- [EXERCISE] Using the records below, transcribe word for word the stretch from the line that contains "Question. Identify the bride's blonde" through the line that contains "Question. Identify the tile", both end lines included, and nothing else.

- [SOURCE RECORDS]
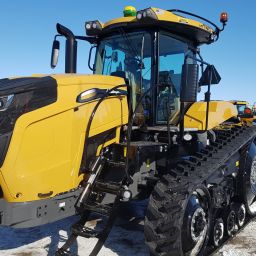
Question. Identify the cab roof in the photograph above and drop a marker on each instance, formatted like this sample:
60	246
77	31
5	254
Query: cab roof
190	29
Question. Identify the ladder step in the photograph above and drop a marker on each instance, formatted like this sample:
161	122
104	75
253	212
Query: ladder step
98	208
116	163
62	252
85	232
111	188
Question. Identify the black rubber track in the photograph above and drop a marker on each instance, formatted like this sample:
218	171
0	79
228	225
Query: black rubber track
164	217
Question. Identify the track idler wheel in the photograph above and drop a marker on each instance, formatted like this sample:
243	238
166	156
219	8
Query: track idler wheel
250	188
196	222
230	222
218	232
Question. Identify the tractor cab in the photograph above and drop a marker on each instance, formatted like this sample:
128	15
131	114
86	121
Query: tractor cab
157	52
149	50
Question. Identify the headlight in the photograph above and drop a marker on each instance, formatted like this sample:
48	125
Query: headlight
5	102
147	14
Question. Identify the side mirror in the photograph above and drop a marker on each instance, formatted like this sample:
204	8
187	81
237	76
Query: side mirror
189	83
91	67
210	76
55	53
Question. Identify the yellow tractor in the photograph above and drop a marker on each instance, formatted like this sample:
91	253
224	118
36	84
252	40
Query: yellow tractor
131	131
254	112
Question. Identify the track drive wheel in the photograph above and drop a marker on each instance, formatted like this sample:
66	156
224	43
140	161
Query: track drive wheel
248	178
178	218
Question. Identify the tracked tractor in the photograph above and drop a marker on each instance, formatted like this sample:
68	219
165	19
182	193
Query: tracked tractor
131	131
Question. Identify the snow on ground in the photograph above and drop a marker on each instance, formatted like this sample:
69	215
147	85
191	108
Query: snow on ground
125	240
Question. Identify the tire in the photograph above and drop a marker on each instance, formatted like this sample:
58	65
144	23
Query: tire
177	222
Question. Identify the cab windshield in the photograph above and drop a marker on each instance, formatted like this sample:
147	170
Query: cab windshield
127	55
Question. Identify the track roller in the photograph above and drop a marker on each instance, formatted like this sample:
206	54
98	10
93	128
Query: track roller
230	222
218	232
240	211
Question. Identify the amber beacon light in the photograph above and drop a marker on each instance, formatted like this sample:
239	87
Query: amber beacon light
224	17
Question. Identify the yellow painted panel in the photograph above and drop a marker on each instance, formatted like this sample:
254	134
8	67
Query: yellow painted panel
46	148
219	111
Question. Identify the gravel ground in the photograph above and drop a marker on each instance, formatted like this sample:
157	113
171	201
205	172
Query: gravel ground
125	240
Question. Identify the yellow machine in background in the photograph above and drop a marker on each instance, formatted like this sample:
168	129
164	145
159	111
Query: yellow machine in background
131	132
245	112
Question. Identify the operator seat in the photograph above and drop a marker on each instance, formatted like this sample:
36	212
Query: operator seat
167	92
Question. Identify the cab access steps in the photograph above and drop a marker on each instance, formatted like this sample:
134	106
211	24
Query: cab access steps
86	205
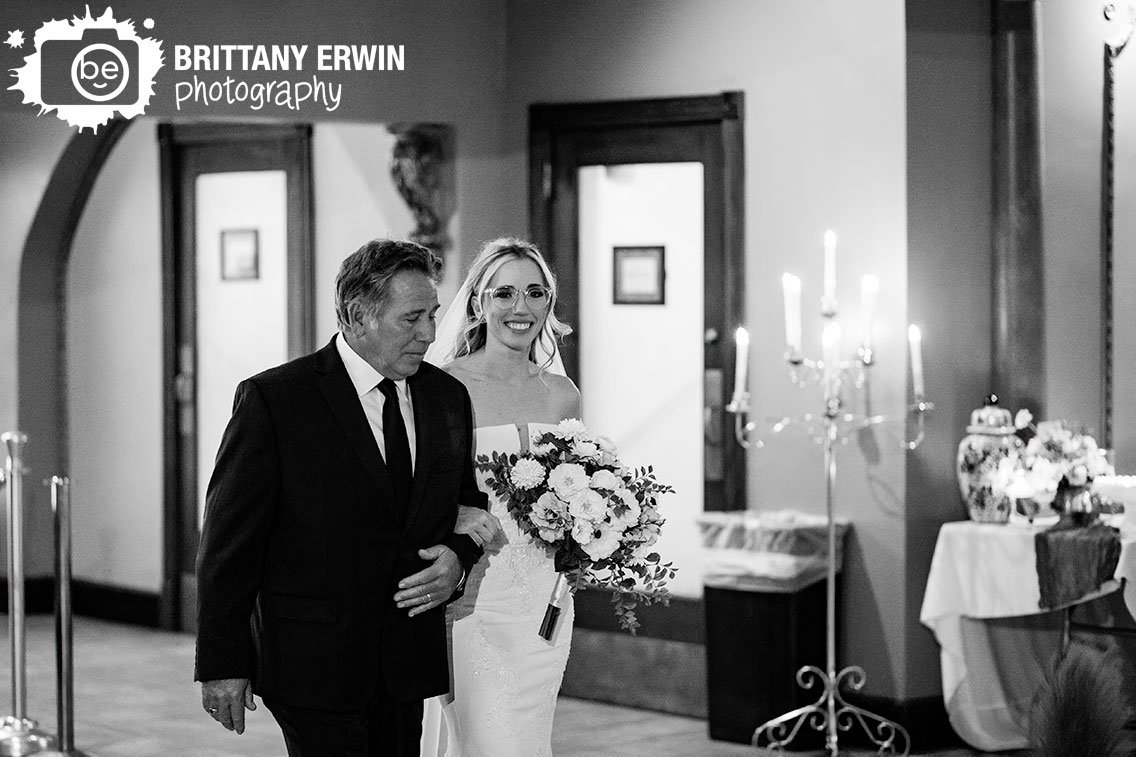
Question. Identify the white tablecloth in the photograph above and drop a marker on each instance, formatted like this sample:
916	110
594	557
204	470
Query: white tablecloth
982	605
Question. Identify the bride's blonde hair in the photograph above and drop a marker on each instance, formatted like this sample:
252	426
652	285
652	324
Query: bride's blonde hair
494	255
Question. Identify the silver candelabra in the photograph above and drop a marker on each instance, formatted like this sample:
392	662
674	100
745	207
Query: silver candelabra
830	713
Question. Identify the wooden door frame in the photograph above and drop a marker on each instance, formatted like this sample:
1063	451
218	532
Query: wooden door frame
721	118
293	141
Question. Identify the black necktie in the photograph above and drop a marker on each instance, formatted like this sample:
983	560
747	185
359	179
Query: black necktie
398	444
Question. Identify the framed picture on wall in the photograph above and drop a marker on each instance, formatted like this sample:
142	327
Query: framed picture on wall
640	275
240	254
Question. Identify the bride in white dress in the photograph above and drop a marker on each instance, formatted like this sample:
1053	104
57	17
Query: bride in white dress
499	338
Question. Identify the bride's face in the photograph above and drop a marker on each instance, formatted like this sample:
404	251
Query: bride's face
517	323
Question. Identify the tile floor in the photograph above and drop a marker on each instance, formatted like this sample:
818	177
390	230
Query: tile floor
134	697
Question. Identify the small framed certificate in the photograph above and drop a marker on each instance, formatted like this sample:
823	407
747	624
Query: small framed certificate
240	254
640	275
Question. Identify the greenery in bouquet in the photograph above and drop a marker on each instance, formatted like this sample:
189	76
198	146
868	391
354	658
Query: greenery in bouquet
600	517
1055	456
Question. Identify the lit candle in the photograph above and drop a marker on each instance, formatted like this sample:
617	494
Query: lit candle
791	287
915	339
830	349
869	288
742	360
829	271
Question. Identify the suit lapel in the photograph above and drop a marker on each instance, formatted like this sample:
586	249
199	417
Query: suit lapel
427	431
340	393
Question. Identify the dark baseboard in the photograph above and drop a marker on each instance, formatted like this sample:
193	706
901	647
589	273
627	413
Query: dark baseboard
681	620
116	604
90	599
39	595
924	717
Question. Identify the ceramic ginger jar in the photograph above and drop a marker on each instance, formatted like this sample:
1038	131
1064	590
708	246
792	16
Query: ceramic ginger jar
991	438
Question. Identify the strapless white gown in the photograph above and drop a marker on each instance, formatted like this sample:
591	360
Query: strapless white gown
504	675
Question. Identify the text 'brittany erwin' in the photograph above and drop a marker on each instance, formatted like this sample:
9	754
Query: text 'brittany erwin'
289	57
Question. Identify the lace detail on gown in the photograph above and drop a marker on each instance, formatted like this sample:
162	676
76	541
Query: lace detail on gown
506	678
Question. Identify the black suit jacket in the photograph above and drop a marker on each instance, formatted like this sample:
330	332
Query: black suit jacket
302	546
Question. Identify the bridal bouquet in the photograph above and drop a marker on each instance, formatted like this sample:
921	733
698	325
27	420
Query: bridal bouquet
571	493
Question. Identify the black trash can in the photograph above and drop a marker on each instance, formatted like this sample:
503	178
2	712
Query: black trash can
765	599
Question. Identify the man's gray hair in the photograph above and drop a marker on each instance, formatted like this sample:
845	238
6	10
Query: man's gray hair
365	275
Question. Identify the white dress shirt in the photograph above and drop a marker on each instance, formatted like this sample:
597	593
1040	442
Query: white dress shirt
366	380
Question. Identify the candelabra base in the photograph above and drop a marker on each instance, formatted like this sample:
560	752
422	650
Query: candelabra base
19	735
832	715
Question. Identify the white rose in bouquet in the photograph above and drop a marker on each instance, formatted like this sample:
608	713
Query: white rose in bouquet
568	480
604	541
589	506
527	474
604	479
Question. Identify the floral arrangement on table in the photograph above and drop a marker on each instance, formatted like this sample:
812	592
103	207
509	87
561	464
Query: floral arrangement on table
571	493
1008	465
1055	459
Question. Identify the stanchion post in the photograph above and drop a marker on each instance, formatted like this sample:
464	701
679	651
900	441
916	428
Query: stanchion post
65	670
18	734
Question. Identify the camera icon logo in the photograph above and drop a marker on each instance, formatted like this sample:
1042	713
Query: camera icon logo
90	69
98	68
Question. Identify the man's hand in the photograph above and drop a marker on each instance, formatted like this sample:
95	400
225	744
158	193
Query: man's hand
226	699
433	585
479	525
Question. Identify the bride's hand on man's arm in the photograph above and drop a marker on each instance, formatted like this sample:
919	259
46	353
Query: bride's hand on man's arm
479	525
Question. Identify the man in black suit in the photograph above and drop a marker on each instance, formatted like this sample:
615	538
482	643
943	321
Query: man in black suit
328	548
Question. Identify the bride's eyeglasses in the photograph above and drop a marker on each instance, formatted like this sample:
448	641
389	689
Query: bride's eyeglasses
506	297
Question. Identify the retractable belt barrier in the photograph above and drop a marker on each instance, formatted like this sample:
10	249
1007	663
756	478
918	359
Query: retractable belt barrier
19	734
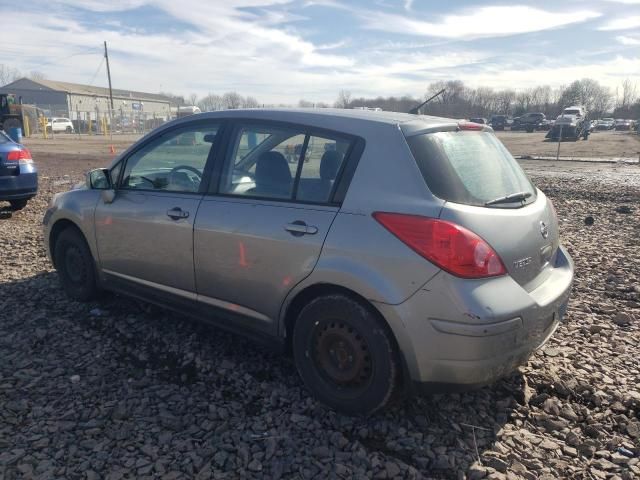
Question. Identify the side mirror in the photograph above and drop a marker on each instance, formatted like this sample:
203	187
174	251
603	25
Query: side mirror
99	179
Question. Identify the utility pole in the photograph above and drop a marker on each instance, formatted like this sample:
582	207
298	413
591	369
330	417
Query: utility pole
106	56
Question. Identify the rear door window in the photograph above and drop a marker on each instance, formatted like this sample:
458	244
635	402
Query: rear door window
469	167
284	163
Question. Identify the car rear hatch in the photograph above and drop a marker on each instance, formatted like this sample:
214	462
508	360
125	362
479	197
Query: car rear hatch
488	193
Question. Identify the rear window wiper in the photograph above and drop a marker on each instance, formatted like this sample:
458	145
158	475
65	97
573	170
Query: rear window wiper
512	197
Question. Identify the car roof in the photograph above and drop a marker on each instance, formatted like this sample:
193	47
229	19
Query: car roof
353	120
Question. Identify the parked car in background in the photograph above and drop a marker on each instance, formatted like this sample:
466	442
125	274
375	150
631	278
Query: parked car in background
59	125
605	124
416	286
533	121
623	124
500	122
18	174
479	120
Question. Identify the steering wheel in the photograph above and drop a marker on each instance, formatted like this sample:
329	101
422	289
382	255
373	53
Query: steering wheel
186	167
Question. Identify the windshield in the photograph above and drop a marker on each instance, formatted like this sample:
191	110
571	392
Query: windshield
472	168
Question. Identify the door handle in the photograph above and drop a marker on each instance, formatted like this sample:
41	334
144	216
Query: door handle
299	228
176	213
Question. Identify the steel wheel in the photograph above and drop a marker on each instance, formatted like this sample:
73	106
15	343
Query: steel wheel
342	355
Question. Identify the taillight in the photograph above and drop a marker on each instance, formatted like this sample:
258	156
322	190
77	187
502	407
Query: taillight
451	247
22	156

- [WRITTEN SOLUTION]
Question. Identify the bride's blonde hair in the photograph above and drop a marker on each instance, formatted like this sample:
252	426
652	285
652	324
Query: bride's blonde hair
494	255
Question. Identify the silver candelabra in the photograph above and drop a marker on each instance, formatted like this sample:
392	662
674	100
745	207
Query: silver candelabra
830	713
Question. Identify the wooden door frame in the photograph above and drop a marker on each instance, formatted like this sample:
1063	451
218	532
Query: wooden door frame
721	118
293	141
Question. Identify the black necktie in the photograph above and drop a marker on each instance, formatted like this sample:
983	560
747	185
359	179
Query: black necktie
398	444
Question. Identify the framed picture on wall in the photograph above and drop a marker on each instance, formatted like this sample:
142	327
Query: framed picture on wall
640	275
240	254
Question. Identify the bride in white dress in the photograph above and drop a marker on each instance, formatted like this sample:
1053	104
57	17
Query: bride in white dress
499	338
Question. Identify the bride's face in the photograph above and drop a marker on each instance, formatted like this sample:
404	251
Query: bride's face
517	323
Question. Identify the tile floor in the photograph above and drop a marker on each instance, formatted like this sample:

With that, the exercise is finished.